Problem description = Set down, word for word, the stretch of lines from the one containing "of the flower" to the end of the records below.
★ ★ ★ ★
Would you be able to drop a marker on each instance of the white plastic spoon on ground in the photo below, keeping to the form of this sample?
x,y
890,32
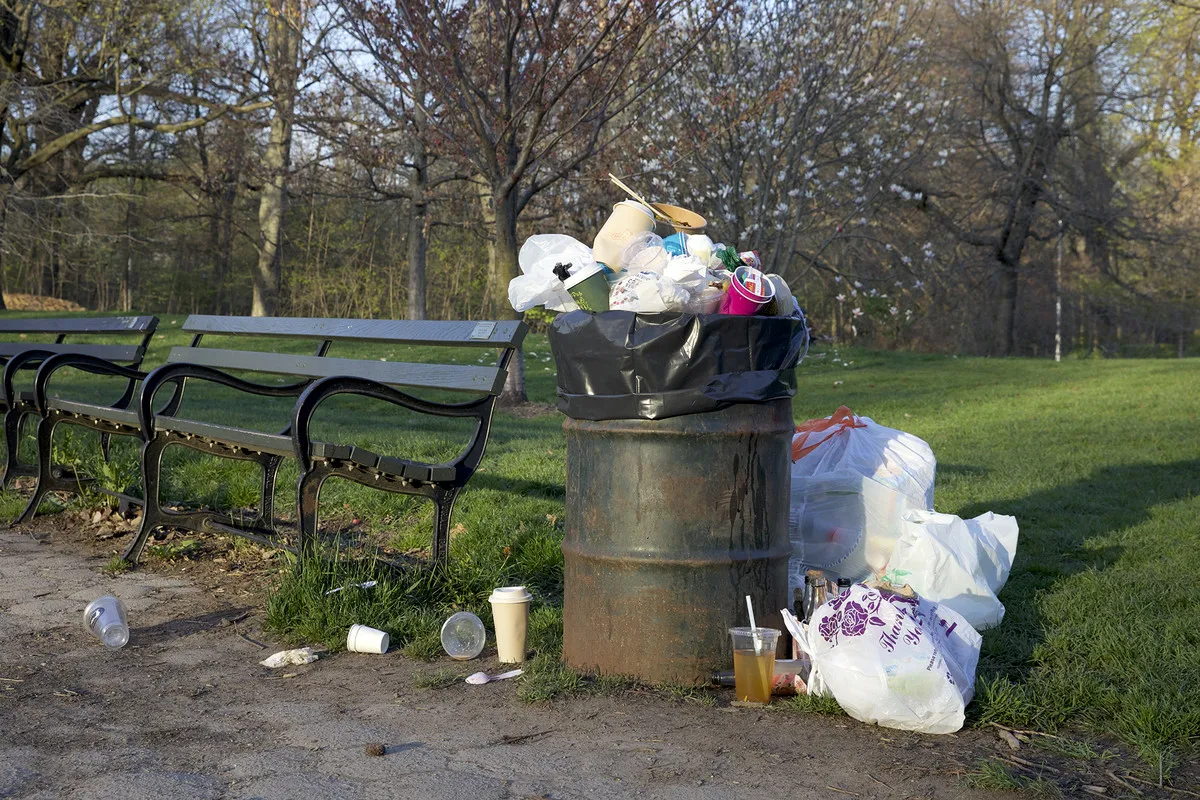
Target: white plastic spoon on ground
x,y
481,678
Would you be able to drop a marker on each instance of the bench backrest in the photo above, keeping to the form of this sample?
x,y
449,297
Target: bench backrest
x,y
60,328
505,335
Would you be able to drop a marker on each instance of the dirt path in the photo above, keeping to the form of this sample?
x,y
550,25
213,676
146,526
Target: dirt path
x,y
185,711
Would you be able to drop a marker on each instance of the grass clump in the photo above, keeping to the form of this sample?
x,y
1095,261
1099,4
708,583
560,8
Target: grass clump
x,y
547,678
995,776
117,565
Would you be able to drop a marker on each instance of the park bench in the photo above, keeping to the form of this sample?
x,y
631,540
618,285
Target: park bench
x,y
23,353
321,377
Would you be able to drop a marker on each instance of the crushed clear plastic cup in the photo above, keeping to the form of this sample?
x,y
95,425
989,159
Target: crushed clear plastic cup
x,y
463,636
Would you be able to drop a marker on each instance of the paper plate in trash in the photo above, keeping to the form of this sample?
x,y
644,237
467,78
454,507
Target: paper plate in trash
x,y
463,636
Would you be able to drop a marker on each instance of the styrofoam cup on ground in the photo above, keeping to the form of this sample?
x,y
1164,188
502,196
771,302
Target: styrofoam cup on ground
x,y
510,612
366,639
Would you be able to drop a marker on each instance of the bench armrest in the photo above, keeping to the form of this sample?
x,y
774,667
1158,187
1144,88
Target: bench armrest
x,y
23,360
87,364
177,373
322,390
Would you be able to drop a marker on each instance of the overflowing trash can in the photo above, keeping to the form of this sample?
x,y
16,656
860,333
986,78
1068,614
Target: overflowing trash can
x,y
678,452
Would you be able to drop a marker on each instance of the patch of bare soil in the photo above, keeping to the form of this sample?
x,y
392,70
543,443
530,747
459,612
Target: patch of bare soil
x,y
528,410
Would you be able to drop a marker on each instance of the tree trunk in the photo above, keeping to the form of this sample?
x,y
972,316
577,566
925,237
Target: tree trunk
x,y
1008,288
418,233
282,68
4,221
502,270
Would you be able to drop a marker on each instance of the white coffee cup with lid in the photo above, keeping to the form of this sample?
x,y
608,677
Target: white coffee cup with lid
x,y
366,639
510,612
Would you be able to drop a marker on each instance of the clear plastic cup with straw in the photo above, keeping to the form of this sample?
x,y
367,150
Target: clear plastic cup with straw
x,y
754,660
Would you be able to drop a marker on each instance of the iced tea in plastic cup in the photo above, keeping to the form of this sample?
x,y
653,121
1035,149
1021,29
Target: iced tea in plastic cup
x,y
754,663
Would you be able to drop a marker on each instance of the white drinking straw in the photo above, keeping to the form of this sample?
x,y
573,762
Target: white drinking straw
x,y
754,629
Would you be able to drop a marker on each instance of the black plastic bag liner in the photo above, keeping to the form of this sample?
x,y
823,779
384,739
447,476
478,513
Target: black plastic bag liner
x,y
619,365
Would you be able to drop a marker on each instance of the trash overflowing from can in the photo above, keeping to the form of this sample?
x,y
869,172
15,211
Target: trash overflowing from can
x,y
689,488
676,366
631,268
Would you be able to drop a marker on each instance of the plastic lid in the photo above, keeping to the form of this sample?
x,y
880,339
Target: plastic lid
x,y
510,595
463,636
641,206
582,275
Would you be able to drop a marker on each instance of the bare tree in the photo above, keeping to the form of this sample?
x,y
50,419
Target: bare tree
x,y
526,91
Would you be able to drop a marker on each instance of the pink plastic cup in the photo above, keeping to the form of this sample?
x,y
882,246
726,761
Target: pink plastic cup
x,y
742,300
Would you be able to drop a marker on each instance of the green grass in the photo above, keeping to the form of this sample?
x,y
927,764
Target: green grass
x,y
995,776
1099,461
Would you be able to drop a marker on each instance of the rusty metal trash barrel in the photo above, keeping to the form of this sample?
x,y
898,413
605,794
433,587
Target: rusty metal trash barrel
x,y
670,524
678,486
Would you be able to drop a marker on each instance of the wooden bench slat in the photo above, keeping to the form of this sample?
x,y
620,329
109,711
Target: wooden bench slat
x,y
489,380
123,416
78,325
509,332
269,443
107,352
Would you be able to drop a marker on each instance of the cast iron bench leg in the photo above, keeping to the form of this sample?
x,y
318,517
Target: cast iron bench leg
x,y
443,500
267,510
307,505
45,479
153,516
13,419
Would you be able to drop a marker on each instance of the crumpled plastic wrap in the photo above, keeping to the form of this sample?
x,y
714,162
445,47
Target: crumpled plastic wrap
x,y
538,284
289,657
619,365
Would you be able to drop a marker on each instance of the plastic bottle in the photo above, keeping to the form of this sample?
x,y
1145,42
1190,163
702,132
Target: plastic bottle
x,y
108,621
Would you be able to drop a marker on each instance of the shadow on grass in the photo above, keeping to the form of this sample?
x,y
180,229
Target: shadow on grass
x,y
1101,612
1061,533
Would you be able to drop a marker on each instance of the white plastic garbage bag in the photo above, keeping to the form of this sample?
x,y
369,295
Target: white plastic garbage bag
x,y
843,523
894,458
538,286
899,662
959,564
647,293
852,480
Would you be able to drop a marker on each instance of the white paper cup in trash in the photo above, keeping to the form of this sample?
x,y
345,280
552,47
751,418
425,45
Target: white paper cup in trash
x,y
366,639
510,611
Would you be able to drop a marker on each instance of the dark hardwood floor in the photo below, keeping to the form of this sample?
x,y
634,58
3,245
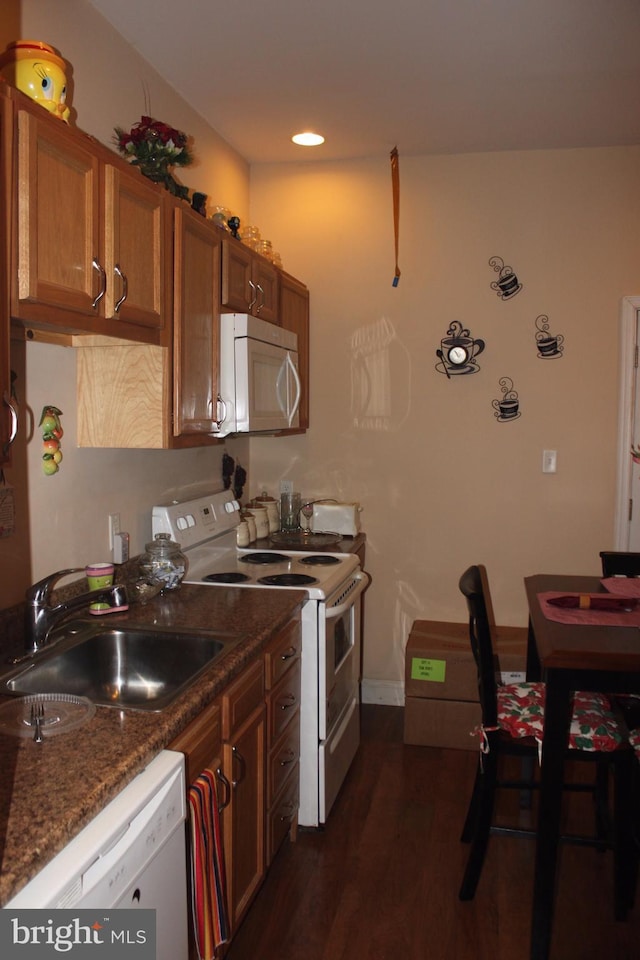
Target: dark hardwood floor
x,y
380,882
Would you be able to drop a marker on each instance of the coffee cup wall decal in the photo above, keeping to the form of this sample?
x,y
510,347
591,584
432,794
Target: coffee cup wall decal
x,y
458,351
508,406
507,284
549,344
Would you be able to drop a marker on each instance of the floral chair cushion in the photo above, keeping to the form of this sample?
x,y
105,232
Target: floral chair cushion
x,y
634,740
593,724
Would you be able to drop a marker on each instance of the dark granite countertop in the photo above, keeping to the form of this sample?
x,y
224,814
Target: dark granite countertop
x,y
50,791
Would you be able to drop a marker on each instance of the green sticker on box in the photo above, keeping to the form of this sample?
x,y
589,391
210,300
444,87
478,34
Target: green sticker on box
x,y
423,668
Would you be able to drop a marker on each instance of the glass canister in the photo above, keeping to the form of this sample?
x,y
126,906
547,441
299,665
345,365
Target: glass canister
x,y
271,506
163,562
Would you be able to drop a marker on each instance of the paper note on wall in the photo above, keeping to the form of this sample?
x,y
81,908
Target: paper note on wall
x,y
425,668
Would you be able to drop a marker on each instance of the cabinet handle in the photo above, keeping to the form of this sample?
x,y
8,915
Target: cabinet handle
x,y
288,701
227,790
290,757
125,287
8,399
243,767
95,263
291,807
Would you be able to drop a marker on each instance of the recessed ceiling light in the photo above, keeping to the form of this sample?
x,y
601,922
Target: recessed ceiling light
x,y
308,139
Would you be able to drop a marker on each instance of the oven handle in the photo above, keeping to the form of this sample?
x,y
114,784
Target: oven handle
x,y
332,612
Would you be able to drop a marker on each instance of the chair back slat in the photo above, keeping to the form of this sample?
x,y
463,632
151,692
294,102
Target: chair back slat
x,y
475,588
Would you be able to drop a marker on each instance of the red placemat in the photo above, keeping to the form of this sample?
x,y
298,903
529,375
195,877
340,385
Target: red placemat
x,y
606,618
622,586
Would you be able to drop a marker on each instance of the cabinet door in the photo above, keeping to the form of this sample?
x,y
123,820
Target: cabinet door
x,y
58,223
265,278
249,282
293,315
134,248
244,821
196,324
237,276
8,404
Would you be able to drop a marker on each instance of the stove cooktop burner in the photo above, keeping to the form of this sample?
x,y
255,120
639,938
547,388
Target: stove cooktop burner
x,y
233,577
287,580
320,560
265,557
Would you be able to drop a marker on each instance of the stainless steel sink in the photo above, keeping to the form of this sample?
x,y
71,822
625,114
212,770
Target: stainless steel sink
x,y
127,667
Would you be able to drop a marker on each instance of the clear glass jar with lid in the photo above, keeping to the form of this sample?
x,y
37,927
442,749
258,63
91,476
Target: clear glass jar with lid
x,y
163,562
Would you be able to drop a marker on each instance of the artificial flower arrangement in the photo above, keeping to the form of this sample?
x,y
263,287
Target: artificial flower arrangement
x,y
154,147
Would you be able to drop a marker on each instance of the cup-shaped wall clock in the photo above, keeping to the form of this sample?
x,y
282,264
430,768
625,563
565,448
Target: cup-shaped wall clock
x,y
458,351
507,284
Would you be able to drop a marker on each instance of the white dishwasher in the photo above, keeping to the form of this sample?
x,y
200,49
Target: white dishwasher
x,y
132,854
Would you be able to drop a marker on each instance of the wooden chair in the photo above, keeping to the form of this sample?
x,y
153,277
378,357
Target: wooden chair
x,y
618,563
513,724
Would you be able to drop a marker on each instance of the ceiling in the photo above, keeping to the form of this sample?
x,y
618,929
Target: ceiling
x,y
427,76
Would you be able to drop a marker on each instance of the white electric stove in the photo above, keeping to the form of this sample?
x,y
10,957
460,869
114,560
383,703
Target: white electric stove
x,y
205,528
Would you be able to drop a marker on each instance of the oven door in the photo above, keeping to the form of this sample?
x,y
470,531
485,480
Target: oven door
x,y
339,653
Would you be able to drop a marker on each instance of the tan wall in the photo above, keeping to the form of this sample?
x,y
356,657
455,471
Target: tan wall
x,y
442,482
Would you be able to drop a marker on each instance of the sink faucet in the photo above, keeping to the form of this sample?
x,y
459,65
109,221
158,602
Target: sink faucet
x,y
41,617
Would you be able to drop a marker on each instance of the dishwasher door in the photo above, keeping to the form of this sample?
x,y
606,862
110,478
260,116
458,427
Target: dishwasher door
x,y
132,854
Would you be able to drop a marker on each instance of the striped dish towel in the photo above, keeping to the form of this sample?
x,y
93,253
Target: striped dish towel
x,y
208,884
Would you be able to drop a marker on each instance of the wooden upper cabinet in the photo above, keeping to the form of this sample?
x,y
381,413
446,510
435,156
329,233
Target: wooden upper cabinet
x,y
196,324
58,222
135,249
293,315
249,281
90,248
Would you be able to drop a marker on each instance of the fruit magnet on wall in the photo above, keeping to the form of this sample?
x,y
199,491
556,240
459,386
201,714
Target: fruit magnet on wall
x,y
36,69
507,284
51,435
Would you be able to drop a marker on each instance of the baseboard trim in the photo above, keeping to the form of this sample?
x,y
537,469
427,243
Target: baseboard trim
x,y
389,692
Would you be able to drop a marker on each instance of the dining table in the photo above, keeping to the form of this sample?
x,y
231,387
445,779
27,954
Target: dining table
x,y
576,650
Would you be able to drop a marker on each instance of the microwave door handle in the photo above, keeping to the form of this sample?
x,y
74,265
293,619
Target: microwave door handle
x,y
280,379
220,403
296,377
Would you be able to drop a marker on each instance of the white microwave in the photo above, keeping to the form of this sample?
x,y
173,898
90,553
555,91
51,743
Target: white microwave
x,y
259,380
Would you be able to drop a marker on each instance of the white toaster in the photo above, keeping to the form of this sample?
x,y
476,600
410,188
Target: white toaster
x,y
331,517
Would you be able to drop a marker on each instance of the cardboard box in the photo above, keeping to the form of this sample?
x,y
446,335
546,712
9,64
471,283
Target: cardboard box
x,y
441,686
441,723
439,662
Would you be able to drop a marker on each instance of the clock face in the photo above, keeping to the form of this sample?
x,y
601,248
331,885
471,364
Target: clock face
x,y
458,356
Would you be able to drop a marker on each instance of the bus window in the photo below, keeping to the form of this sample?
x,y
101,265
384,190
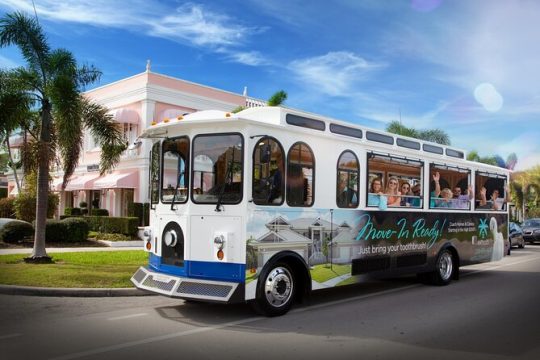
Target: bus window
x,y
217,169
492,191
154,173
174,170
268,185
300,175
396,179
450,187
347,180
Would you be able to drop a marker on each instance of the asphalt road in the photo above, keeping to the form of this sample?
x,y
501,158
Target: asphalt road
x,y
492,312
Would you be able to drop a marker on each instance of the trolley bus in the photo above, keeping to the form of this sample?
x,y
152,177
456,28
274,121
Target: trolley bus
x,y
269,204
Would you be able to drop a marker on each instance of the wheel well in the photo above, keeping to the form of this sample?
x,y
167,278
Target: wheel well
x,y
300,271
455,260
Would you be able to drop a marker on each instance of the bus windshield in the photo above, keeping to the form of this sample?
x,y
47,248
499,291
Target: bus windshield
x,y
217,169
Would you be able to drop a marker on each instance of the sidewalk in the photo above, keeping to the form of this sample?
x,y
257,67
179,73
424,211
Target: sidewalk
x,y
70,292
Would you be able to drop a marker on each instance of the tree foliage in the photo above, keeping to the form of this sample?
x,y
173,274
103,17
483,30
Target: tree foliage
x,y
434,135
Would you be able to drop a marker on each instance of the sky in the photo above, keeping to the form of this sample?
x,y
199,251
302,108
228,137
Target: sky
x,y
470,68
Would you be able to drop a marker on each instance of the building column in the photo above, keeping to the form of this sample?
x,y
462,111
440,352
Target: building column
x,y
148,108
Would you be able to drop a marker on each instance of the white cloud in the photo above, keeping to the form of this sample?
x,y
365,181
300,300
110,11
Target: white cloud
x,y
190,23
335,73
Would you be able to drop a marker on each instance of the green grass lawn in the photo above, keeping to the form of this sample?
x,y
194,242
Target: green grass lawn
x,y
322,273
107,269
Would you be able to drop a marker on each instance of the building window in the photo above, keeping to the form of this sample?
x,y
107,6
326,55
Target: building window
x,y
347,180
268,185
300,175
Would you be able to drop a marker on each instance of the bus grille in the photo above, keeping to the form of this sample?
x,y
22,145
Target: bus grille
x,y
193,288
177,286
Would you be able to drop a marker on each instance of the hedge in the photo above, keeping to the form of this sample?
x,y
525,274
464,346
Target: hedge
x,y
141,211
99,212
114,225
25,206
15,231
67,230
7,209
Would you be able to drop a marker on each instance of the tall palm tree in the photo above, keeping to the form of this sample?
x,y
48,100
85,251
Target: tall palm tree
x,y
433,135
15,106
54,81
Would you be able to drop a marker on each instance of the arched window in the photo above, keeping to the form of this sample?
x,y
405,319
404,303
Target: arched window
x,y
347,180
300,175
268,185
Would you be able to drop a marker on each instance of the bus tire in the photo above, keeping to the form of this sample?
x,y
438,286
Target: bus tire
x,y
276,290
444,268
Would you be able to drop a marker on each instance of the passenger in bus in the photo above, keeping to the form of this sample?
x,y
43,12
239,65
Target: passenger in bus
x,y
495,202
394,195
347,197
376,196
416,201
461,201
446,200
406,190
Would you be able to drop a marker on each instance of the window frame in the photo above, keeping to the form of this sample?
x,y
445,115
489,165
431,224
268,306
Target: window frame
x,y
186,171
284,176
313,174
192,170
338,172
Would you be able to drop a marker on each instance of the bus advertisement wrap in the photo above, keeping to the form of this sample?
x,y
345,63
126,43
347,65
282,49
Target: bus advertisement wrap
x,y
336,245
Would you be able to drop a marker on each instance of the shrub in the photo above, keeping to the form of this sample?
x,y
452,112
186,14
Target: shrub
x,y
7,209
118,225
141,211
99,212
15,231
55,231
76,228
25,206
112,237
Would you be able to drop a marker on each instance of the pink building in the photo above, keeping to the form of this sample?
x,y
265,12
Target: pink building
x,y
135,103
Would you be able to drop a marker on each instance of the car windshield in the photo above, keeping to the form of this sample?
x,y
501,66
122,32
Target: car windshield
x,y
532,223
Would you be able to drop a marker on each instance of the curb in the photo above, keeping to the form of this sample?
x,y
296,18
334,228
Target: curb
x,y
71,292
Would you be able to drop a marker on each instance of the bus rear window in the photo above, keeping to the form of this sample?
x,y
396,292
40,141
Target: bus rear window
x,y
217,164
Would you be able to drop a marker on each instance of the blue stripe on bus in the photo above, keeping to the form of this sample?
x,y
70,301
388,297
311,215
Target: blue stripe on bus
x,y
202,270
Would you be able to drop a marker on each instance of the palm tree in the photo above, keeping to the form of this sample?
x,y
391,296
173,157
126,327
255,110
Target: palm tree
x,y
54,81
433,135
15,106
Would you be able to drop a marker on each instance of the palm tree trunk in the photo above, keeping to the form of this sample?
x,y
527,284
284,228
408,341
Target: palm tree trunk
x,y
39,251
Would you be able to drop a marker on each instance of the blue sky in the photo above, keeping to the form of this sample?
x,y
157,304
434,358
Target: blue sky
x,y
470,68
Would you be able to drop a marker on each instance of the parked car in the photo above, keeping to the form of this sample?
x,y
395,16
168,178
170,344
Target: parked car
x,y
516,236
531,230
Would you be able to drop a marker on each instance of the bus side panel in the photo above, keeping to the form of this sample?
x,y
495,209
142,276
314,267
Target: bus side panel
x,y
340,244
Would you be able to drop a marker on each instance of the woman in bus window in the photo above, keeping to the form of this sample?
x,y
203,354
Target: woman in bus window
x,y
394,195
376,196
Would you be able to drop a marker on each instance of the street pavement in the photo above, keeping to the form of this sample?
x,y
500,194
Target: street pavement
x,y
492,312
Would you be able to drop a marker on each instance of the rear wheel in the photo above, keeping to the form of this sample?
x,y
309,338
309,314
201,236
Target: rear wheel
x,y
444,269
276,290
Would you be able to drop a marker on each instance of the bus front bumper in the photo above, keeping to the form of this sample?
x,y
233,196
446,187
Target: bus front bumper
x,y
181,287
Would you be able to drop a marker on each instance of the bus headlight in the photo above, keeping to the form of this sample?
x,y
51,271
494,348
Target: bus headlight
x,y
170,238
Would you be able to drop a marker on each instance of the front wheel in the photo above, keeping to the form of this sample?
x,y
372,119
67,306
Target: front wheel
x,y
444,268
276,290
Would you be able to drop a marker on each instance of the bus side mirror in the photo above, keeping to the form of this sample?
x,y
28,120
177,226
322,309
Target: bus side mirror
x,y
265,154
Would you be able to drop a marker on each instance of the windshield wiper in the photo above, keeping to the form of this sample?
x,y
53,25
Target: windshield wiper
x,y
228,181
176,188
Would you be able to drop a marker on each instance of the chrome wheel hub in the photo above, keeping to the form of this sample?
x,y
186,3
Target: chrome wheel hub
x,y
445,266
278,287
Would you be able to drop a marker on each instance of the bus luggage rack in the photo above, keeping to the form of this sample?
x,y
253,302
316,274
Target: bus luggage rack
x,y
175,286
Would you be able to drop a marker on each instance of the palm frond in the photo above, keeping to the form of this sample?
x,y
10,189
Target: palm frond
x,y
26,33
107,133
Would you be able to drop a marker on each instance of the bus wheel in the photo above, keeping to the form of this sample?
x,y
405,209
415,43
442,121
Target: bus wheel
x,y
444,268
275,290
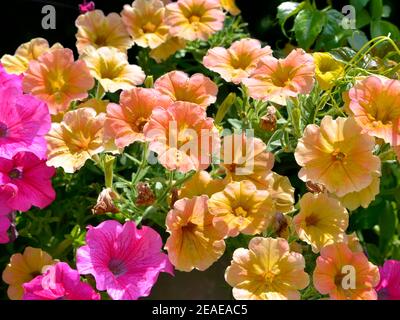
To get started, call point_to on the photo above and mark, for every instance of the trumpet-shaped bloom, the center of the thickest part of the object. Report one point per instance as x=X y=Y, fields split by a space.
x=125 y=121
x=179 y=86
x=238 y=61
x=321 y=221
x=389 y=284
x=23 y=268
x=230 y=6
x=345 y=275
x=275 y=80
x=112 y=69
x=59 y=282
x=246 y=158
x=5 y=224
x=194 y=19
x=24 y=120
x=26 y=52
x=193 y=242
x=338 y=155
x=124 y=260
x=362 y=198
x=57 y=79
x=97 y=30
x=183 y=136
x=268 y=270
x=241 y=208
x=167 y=49
x=201 y=183
x=375 y=104
x=76 y=139
x=144 y=21
x=327 y=69
x=30 y=180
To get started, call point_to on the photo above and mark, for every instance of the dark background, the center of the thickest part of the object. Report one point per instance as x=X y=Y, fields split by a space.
x=21 y=19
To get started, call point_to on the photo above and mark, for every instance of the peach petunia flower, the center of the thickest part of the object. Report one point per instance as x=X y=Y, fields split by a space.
x=183 y=136
x=194 y=243
x=268 y=270
x=281 y=191
x=238 y=61
x=179 y=86
x=167 y=49
x=375 y=104
x=275 y=80
x=362 y=198
x=241 y=208
x=345 y=275
x=75 y=140
x=97 y=30
x=194 y=19
x=23 y=268
x=26 y=52
x=57 y=79
x=201 y=183
x=322 y=220
x=337 y=155
x=245 y=158
x=230 y=6
x=112 y=69
x=125 y=121
x=144 y=21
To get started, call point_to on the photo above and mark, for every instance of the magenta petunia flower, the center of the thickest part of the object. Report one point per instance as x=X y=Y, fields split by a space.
x=24 y=121
x=59 y=282
x=389 y=285
x=5 y=224
x=124 y=260
x=10 y=80
x=30 y=179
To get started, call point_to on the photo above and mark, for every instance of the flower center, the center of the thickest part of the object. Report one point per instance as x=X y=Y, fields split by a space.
x=117 y=267
x=239 y=211
x=337 y=155
x=15 y=174
x=3 y=130
x=311 y=220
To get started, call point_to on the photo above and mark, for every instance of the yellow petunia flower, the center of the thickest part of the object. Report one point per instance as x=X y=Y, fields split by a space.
x=322 y=220
x=26 y=52
x=327 y=69
x=268 y=270
x=23 y=268
x=76 y=139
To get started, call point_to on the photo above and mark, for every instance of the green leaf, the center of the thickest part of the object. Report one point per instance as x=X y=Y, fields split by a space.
x=308 y=25
x=387 y=226
x=383 y=28
x=376 y=9
x=286 y=10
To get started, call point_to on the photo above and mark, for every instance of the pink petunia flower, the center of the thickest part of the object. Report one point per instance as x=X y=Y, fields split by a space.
x=10 y=80
x=124 y=260
x=30 y=179
x=5 y=224
x=59 y=282
x=389 y=284
x=24 y=120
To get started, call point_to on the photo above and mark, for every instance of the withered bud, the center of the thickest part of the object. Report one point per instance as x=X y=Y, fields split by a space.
x=280 y=225
x=105 y=202
x=314 y=187
x=268 y=122
x=145 y=195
★ ★ ★ ★
Result =
To get started, call point_to on the photo above and mark, for every instance of the flower center, the center of the thickest part of the object. Report one point per instance as x=X y=Y, fields split by a space.
x=117 y=267
x=239 y=211
x=337 y=155
x=15 y=174
x=3 y=130
x=311 y=220
To get started, call point_to on the photo above and mark, for every instance of the yellow petunia flower, the center of the thickest part of the object. Report one point per instance as x=X y=Y, fields split by a space.
x=322 y=220
x=26 y=52
x=327 y=69
x=268 y=270
x=23 y=268
x=76 y=139
To get started, call point_to on the photo above and mark, for every instance of the green leaf, the center of the thickest part of the object. Report one point per instance as x=X y=Y, fields split by a space.
x=308 y=25
x=387 y=226
x=383 y=28
x=376 y=9
x=286 y=10
To get started, call point_to on the photo above and mark, for every instance of the pink petunia flower, the center of the thickest part of the object. Report one point per instance as x=X y=Y, fields split by a space.
x=10 y=80
x=124 y=260
x=30 y=179
x=5 y=224
x=59 y=282
x=389 y=284
x=24 y=120
To get started, call point_to on the photo above and mark, for every instance of the withered bud, the center of the thickest part of the object. Report one point per instance as x=X y=Y, fields split by a space.
x=280 y=225
x=105 y=202
x=314 y=187
x=268 y=122
x=145 y=195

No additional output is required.